■ Exercise ■
Your task is to print all of the data word for word.
==== Information supplied ====
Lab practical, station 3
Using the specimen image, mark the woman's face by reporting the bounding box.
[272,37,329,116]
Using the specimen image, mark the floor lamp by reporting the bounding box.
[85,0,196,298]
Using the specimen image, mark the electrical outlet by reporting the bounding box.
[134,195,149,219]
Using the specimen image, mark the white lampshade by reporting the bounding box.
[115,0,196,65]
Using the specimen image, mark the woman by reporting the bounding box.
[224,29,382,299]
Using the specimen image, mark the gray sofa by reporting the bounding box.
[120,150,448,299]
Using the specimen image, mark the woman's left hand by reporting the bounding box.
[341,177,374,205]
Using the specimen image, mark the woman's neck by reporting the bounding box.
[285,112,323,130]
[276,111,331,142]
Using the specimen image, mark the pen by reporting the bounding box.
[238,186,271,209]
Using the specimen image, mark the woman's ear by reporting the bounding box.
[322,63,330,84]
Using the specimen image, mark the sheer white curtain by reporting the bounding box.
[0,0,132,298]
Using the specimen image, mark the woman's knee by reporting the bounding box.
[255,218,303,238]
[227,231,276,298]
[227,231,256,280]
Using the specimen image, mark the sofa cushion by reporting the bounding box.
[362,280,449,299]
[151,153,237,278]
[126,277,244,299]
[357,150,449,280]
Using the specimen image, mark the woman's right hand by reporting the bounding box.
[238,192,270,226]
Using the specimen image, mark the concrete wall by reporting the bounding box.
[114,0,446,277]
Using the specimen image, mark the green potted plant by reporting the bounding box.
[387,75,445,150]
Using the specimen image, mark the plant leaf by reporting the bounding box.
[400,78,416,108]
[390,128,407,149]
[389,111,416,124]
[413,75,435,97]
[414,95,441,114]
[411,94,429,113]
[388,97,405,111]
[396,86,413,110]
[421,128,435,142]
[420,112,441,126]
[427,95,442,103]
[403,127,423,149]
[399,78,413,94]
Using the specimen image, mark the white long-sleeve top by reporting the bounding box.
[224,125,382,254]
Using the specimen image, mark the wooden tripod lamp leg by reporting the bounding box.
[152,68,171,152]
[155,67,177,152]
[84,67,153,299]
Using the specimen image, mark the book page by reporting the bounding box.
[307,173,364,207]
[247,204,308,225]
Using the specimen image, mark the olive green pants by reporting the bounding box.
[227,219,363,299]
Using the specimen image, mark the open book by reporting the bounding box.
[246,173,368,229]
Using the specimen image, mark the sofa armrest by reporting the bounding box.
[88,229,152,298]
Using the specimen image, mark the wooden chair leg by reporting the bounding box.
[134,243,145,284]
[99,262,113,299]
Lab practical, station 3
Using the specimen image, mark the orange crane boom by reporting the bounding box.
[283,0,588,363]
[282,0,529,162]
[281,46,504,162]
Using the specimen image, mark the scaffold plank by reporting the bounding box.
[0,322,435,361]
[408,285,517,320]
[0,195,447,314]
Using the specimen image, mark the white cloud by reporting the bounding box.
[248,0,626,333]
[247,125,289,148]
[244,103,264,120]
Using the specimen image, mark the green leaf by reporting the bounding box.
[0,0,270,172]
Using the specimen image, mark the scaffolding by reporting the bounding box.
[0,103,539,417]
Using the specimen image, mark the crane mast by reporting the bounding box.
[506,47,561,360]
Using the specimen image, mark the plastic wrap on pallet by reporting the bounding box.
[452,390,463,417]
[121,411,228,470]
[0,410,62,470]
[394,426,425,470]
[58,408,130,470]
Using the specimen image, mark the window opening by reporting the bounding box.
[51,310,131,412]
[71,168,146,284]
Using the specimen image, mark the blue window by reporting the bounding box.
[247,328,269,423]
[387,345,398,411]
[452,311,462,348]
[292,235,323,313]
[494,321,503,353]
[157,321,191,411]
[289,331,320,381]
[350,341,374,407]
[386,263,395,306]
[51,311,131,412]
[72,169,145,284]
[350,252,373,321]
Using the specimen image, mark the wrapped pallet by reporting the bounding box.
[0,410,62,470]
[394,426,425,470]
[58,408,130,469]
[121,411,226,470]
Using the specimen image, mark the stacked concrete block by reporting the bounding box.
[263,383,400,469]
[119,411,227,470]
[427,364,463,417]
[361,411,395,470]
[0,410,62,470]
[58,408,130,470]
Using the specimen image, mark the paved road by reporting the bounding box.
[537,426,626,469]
====
■ Response for this exercise ■
Lab practical, station 3
Using the specimen image, mark the woman's face by reporting the bounding box.
[272,37,329,116]
Using the specimen image, mark the floor lamp by reporting the bounding box.
[85,0,196,298]
Using the specimen image, mark the electrical outlet by reporting the bounding box.
[134,195,149,219]
Using the specimen image, mark the white lampshade by reporting the bounding box.
[115,0,196,65]
Using the specimen image, mark the woman by reporting the bounding box.
[224,29,382,299]
Using the specimen image, mark the gray sofa by reporting the bounding box.
[120,150,448,299]
Using the specimen image, mark the woman's left hand by reporting the bounding box.
[341,177,374,205]
Using the specimen image, mark the woman's neck by reporting the bounding box.
[285,112,323,130]
[276,111,331,142]
Using the specimen image, mark the pen by reporting the bounding box.
[238,186,271,209]
Using the specimen image, mark the woman's ear by reporting the bounding box.
[322,63,330,84]
Using the specimen image, mark the sheer white curtain by reporting the bounding box.
[0,0,132,298]
Using the specimen image, mark the woman's knee by reporting the bounding box.
[255,218,303,238]
[227,231,276,298]
[227,231,256,280]
Using the specimen image, mark the sofa cushion by reporting the bounding box.
[362,280,449,299]
[151,153,237,278]
[126,277,244,299]
[357,150,449,280]
Using the specimen image, mark the woman's right hand by reporting the bounding box.
[238,192,270,226]
Using the specimen image, mark the concrete wall by reporting the bounding box.
[114,0,446,277]
Using the specimen image, mark the green potted plant by reporting the bounding box.
[387,75,445,150]
Using the specimen image, mark the plant leaf by reporting the bounding box.
[400,78,416,108]
[390,128,407,149]
[389,111,416,124]
[413,75,435,97]
[414,95,441,114]
[411,94,429,113]
[388,97,405,111]
[396,86,413,110]
[421,128,435,142]
[420,112,441,126]
[427,95,442,103]
[403,127,423,149]
[399,78,413,94]
Using the specimen image, mark the white long-sleeve top by reporting the bounding box.
[224,125,382,254]
Using the specimen image, mark the wooden tripod lamp leg by reporting the bounding box.
[152,68,171,152]
[155,67,177,152]
[84,67,153,299]
Using the specimen image, mark the book page by reporting the bounding box.
[307,173,364,207]
[247,204,308,225]
Using the specimen image, mark the olive green pants by reporting the bounding box.
[227,219,363,299]
Using the specimen image, mark the open book by reporting the bounding box.
[246,173,368,229]
Using the specimen image, mark the sofa armrest by reporting the bounding box.
[88,229,152,298]
Using the specimen image, mark the wooden chair leg by reporting the bounding box.
[134,243,145,284]
[99,262,113,299]
Lab practical, station 3
Using the specimen image, mark the orange crane boom by reporting the bounding box.
[283,0,588,363]
[282,0,529,162]
[281,46,504,162]
Using the specimen image, mark the scaffold plank by reporting the bounding box.
[0,322,435,361]
[408,285,517,320]
[0,195,447,314]
Using the specimen image, mark the white cloud by reporting the bounding box.
[248,0,626,333]
[247,125,289,148]
[244,103,264,120]
Using the specimen image, mark the green leaf by reporting the bounding box.
[0,0,270,172]
Using the specimen image, mark the scaffolding by reporting the bounding box.
[0,103,539,417]
Using the specimen image, mark the crane mast by reporting the bounding box.
[506,47,561,360]
Using the specimen image, mark the plastic wrap on pallet by reporting the bounding box.
[452,390,463,417]
[121,411,228,470]
[0,410,62,470]
[394,426,425,470]
[58,408,130,470]
Using the specimen image, mark the window opening by reporting the bounding box.
[51,310,131,412]
[71,168,146,284]
Using the specimen image, mark the blue window by reporting the bounding box.
[247,328,269,423]
[387,345,398,411]
[452,311,462,348]
[292,235,323,313]
[494,321,503,353]
[157,321,191,411]
[289,331,320,381]
[350,341,374,407]
[386,263,395,306]
[51,311,131,412]
[72,169,145,284]
[350,252,373,321]
Using the specimen image, mark the wrapped pallet by reporting the bounding box.
[0,410,62,470]
[394,426,425,470]
[58,408,130,469]
[121,411,226,470]
Using the specimen image, mark the stacked concrete block by reporting the bounding box.
[263,383,400,469]
[119,411,227,470]
[427,364,463,417]
[361,411,395,470]
[0,410,62,470]
[58,408,130,470]
Using the specimen image, mark the paved road by reporting the bounding box.
[537,426,626,469]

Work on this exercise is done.